■ **Problem requirements**
Count the lines in the items below that contain the string "Query". Give only the number.

■ **Data entries**
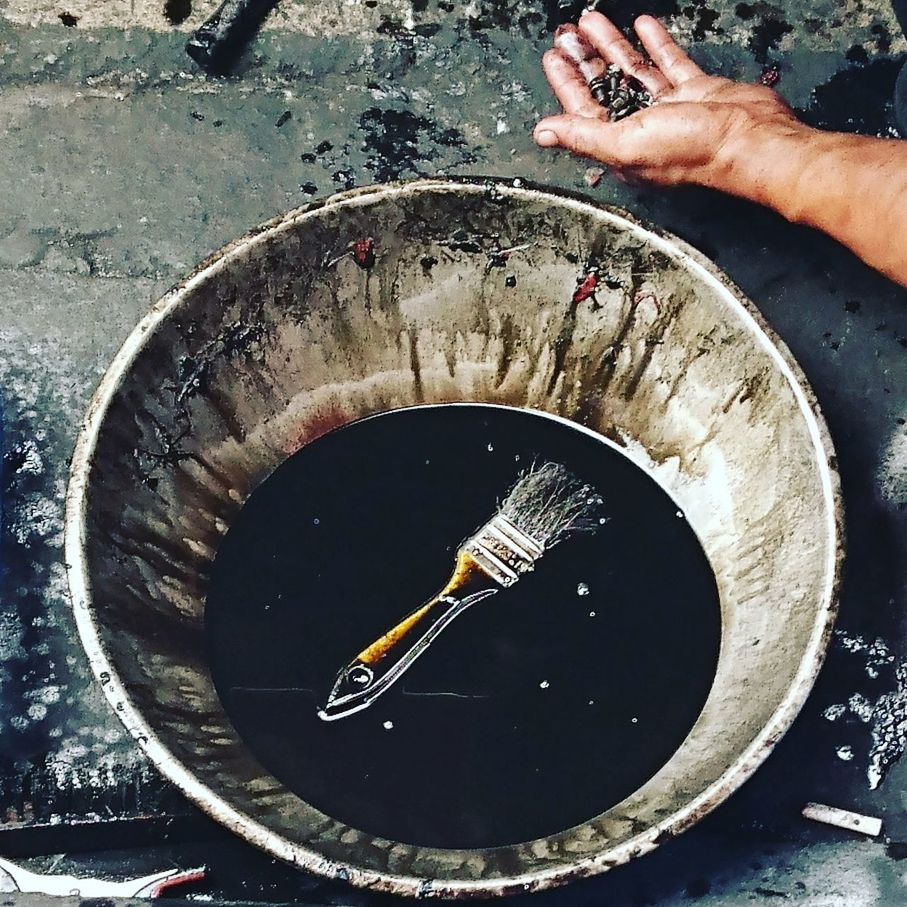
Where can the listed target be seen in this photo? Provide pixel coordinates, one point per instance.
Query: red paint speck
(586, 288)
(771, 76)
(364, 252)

==

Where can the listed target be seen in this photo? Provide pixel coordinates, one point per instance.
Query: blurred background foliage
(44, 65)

■ **Solution for this task**
2